▶ To do:
Scan the records below. Copy every line in which the word "positive" appears.

+++ Records to use

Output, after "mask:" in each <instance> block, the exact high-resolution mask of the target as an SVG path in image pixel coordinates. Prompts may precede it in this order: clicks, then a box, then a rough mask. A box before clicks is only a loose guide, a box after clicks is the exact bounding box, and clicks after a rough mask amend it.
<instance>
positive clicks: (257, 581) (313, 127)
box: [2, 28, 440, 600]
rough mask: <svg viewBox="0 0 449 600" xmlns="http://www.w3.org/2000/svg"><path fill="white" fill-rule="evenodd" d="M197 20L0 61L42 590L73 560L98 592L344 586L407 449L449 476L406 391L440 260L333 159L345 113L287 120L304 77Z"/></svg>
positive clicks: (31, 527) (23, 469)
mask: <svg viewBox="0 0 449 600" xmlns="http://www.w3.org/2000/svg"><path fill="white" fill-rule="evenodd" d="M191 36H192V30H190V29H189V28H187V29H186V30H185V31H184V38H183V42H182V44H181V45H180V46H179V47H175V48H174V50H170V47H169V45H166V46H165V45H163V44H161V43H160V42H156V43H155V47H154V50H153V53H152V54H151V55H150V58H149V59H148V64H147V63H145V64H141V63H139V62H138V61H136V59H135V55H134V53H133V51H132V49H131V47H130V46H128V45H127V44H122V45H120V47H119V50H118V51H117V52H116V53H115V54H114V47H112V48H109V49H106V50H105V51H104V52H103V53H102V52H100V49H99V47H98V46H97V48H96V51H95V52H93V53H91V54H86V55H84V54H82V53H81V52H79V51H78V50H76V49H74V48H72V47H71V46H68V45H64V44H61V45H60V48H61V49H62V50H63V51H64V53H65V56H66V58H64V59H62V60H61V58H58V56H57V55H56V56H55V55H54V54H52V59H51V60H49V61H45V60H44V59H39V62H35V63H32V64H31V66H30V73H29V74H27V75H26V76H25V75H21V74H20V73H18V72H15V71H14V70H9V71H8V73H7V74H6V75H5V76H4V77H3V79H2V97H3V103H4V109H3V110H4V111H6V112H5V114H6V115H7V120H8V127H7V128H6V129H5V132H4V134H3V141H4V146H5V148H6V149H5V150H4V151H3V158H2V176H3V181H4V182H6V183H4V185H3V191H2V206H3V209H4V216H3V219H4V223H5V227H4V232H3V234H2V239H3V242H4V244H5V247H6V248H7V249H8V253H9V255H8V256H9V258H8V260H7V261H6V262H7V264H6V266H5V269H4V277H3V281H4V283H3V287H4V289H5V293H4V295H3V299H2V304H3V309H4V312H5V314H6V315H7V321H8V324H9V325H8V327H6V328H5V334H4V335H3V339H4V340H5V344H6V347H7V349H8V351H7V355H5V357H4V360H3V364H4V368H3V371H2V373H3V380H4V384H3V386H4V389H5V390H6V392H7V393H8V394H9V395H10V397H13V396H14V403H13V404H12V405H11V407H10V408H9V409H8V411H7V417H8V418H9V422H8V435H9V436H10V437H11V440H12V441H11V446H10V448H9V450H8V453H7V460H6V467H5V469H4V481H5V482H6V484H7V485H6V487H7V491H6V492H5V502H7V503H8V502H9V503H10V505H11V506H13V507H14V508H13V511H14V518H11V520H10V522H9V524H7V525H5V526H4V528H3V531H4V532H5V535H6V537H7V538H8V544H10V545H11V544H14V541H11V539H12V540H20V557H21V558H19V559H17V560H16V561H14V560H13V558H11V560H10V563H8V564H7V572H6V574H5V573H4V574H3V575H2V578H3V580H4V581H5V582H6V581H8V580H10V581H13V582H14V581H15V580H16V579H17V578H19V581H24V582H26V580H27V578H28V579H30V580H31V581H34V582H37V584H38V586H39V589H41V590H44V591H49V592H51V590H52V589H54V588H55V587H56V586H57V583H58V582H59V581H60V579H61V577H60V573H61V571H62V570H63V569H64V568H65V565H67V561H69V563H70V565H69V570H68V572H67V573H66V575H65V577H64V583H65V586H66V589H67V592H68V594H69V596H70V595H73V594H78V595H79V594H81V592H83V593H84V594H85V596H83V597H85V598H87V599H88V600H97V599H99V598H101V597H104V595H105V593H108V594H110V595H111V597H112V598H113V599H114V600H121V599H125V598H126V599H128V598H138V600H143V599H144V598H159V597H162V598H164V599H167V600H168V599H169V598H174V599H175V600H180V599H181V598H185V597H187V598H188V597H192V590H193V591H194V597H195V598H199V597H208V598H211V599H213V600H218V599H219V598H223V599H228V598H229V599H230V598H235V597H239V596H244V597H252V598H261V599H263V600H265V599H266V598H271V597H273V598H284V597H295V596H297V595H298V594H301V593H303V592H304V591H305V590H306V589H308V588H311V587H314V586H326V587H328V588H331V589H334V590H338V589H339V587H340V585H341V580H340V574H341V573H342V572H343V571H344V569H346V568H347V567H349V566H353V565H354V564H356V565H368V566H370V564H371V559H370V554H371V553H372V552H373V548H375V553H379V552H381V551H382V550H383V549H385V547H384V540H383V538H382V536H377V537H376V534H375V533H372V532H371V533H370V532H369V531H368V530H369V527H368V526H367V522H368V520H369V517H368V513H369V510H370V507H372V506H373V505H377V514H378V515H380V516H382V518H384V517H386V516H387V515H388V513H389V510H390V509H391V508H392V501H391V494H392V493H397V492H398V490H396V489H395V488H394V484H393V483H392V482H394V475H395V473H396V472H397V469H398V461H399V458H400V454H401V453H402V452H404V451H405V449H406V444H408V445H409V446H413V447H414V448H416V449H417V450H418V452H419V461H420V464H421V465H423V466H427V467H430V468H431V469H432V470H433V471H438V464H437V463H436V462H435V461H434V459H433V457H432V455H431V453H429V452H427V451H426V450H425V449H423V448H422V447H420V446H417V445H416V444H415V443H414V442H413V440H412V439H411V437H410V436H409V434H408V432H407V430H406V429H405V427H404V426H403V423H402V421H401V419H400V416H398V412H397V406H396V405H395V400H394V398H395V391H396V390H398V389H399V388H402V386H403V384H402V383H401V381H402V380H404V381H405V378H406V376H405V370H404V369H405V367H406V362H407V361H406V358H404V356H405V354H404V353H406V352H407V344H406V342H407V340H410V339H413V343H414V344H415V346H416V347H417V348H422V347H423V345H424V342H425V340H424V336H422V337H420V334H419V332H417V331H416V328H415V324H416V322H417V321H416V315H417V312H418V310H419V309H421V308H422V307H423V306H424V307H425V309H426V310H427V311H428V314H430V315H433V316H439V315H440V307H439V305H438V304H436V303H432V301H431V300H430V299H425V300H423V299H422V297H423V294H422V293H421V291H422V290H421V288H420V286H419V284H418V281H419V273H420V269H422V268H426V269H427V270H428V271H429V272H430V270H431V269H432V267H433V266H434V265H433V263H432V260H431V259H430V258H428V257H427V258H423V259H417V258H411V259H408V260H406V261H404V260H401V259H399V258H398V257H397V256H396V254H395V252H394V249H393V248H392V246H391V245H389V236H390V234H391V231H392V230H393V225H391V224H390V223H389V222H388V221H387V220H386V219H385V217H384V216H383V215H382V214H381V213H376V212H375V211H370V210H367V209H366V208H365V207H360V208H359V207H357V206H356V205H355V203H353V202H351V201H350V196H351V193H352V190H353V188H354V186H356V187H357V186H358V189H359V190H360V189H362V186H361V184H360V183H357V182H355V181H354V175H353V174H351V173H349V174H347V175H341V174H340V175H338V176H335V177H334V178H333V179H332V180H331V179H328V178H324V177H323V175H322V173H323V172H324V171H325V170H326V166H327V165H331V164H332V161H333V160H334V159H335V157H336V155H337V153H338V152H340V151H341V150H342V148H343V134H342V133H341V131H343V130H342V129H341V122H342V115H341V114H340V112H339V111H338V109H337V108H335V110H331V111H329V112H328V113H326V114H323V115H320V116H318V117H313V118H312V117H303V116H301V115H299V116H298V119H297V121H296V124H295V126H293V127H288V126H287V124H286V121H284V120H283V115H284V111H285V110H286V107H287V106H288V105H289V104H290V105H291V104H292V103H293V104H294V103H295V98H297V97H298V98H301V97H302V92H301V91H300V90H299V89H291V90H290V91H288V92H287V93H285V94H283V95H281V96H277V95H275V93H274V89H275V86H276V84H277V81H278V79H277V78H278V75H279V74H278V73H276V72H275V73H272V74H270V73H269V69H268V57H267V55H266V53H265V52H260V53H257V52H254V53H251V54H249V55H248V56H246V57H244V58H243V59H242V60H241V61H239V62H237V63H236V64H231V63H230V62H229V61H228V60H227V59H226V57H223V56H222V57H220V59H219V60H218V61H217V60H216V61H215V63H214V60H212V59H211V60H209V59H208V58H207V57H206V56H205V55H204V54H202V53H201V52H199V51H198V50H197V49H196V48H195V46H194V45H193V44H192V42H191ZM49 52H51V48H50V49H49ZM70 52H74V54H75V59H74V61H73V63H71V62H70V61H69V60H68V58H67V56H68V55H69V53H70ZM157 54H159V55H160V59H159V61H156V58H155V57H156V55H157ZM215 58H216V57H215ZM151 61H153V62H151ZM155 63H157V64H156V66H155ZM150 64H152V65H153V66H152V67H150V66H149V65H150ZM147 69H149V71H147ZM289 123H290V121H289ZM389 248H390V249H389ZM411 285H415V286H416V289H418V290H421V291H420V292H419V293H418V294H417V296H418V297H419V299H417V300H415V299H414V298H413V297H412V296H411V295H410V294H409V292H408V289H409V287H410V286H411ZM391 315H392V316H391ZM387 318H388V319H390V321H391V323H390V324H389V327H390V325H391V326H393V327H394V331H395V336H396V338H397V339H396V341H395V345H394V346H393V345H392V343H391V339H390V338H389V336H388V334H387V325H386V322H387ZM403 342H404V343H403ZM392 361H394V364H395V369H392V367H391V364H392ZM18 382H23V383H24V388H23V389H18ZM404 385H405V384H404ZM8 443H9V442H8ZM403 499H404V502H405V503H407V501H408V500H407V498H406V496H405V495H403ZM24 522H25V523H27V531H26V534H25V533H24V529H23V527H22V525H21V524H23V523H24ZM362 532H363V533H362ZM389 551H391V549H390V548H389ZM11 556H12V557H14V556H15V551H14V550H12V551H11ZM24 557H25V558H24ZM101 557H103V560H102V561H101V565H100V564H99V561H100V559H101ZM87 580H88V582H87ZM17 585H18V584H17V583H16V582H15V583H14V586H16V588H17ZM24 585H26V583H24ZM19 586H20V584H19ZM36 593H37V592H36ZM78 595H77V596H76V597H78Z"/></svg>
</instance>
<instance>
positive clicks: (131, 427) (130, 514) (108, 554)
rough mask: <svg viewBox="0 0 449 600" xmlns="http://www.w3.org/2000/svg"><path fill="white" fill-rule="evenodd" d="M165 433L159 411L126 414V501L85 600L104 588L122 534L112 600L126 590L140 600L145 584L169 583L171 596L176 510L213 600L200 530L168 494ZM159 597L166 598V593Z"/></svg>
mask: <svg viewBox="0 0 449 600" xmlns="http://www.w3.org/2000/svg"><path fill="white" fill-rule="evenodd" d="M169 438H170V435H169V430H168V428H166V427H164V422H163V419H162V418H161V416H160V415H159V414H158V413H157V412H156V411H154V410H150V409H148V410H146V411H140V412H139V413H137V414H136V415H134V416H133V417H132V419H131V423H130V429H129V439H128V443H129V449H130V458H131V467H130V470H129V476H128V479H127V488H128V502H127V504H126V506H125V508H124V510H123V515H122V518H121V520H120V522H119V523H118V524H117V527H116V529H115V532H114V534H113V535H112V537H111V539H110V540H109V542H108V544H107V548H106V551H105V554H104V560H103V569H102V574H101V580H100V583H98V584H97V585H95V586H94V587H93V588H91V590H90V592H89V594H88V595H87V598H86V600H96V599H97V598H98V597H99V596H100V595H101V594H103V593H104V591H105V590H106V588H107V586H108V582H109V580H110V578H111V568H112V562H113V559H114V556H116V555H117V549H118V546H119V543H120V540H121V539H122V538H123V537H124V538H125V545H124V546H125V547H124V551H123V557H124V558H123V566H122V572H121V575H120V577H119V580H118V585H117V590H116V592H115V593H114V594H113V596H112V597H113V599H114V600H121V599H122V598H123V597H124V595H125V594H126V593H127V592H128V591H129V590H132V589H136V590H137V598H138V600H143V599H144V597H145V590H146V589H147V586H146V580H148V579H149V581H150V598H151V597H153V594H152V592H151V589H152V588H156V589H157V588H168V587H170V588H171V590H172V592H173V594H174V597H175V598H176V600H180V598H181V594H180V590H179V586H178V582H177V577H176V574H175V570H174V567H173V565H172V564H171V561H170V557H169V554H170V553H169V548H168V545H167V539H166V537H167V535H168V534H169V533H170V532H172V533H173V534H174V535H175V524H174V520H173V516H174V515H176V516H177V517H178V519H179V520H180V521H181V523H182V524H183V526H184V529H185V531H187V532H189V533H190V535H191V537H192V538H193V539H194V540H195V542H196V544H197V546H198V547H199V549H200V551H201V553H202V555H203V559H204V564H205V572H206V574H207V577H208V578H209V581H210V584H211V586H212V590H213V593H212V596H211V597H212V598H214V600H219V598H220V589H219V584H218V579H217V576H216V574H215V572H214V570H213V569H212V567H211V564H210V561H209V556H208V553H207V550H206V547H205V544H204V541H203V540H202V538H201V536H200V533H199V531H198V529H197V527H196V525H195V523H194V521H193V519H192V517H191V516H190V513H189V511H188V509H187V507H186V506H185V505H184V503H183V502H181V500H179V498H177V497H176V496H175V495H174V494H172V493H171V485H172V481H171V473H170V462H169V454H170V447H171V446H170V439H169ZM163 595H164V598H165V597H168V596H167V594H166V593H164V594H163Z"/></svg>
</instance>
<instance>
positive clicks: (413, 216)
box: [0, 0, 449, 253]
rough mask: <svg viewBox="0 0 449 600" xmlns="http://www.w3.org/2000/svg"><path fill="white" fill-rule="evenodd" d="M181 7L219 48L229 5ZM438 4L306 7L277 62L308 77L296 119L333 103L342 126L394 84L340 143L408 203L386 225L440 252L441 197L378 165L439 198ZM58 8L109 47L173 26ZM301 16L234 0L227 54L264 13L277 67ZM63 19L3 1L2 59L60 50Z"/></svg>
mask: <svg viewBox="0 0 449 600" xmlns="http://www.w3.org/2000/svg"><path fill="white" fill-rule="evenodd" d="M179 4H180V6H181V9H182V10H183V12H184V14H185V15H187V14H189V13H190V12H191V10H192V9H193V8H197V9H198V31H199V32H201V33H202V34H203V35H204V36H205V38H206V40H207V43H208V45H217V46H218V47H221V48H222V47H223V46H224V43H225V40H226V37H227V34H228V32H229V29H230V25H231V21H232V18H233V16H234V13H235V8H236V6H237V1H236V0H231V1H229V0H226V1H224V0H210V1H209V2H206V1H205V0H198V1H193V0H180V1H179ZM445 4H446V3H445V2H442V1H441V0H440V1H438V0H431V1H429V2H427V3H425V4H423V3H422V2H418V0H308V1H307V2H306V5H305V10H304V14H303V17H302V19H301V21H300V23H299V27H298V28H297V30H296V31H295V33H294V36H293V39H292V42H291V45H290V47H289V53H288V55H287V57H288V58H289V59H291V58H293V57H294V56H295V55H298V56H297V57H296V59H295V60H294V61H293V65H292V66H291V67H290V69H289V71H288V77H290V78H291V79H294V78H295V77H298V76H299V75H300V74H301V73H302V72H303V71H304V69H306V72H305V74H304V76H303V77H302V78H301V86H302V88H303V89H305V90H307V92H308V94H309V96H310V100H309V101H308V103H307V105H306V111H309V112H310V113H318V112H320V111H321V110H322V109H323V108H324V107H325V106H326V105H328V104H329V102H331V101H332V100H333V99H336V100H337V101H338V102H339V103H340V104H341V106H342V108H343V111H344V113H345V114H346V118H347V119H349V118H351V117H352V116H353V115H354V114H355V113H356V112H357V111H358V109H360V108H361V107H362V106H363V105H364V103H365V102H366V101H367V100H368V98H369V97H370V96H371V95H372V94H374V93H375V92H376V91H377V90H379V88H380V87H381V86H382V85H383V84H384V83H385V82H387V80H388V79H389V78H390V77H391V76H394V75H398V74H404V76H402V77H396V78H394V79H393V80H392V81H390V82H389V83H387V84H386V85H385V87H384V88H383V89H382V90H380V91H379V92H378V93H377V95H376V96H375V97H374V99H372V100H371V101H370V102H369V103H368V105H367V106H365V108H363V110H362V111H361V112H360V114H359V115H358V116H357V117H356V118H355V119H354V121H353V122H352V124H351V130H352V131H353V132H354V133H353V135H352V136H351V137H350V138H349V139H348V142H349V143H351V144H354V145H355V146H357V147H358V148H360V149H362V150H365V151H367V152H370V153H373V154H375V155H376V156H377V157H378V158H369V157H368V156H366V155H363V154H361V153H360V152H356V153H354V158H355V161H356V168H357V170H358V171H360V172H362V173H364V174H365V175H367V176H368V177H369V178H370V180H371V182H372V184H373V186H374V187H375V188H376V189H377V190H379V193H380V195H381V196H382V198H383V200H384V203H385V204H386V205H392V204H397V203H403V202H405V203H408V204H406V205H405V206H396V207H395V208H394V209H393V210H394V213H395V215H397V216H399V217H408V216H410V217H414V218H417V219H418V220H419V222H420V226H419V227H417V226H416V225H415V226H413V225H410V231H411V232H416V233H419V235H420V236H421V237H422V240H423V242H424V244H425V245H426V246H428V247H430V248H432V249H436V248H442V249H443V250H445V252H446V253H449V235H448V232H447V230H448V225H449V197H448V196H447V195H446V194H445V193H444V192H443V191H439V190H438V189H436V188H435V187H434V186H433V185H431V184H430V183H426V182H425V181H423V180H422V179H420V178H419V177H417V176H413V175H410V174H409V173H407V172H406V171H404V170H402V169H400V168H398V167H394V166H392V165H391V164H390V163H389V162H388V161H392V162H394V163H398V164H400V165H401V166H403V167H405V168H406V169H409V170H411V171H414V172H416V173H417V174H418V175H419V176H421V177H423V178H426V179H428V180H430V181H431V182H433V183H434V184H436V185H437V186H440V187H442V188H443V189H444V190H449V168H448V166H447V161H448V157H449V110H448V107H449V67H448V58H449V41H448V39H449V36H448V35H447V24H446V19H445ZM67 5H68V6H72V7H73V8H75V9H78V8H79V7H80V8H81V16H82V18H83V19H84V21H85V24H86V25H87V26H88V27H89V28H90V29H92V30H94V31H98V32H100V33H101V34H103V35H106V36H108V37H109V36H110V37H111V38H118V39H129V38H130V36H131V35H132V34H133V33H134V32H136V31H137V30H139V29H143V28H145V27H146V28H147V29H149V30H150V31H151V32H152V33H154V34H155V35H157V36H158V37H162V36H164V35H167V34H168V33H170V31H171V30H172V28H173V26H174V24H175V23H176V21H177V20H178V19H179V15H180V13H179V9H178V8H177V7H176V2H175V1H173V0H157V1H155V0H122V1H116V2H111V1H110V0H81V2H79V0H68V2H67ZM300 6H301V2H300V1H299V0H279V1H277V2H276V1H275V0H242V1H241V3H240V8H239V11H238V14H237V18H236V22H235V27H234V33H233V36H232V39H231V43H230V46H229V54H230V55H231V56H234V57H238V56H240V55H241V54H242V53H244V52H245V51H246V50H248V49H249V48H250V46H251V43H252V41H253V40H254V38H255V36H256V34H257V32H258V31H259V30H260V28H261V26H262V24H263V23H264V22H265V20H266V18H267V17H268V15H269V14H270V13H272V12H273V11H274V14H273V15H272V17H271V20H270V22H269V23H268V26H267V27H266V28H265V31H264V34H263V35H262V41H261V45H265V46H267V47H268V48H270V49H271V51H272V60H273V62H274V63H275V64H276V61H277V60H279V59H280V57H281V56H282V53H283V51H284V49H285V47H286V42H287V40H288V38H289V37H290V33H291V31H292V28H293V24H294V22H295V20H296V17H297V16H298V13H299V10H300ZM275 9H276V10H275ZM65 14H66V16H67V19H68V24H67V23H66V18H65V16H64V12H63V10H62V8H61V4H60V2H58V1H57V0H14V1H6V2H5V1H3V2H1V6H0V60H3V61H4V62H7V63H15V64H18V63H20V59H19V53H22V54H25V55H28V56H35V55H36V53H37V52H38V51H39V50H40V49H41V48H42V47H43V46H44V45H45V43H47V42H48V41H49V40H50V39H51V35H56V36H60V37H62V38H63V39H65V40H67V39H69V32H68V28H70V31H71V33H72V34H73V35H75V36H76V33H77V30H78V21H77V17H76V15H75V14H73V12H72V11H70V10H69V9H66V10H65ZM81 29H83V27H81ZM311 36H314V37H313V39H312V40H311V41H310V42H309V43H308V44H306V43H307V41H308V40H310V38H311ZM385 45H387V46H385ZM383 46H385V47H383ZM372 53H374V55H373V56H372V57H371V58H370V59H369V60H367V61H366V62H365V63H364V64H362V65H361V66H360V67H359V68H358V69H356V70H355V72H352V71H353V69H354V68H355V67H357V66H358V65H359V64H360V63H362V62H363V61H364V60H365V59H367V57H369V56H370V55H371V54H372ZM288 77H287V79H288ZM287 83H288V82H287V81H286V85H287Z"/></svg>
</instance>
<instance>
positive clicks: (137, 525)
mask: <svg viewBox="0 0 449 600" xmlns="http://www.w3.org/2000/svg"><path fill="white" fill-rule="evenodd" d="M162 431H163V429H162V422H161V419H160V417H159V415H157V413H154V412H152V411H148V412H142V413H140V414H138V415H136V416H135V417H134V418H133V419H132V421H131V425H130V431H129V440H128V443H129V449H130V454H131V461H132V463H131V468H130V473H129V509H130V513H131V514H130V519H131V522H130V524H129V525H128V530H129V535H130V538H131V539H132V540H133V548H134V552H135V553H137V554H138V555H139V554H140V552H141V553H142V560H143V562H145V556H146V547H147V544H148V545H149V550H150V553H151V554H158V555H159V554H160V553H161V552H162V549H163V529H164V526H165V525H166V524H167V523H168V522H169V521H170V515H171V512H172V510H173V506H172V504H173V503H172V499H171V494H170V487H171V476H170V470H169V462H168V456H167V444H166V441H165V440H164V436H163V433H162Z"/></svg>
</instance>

++++++

▶ Answer to the problem:
positive clicks: (257, 581) (313, 127)
positive clicks: (31, 527) (23, 469)
positive clicks: (131, 427) (130, 514) (108, 554)
positive clicks: (413, 216)
positive clicks: (137, 525)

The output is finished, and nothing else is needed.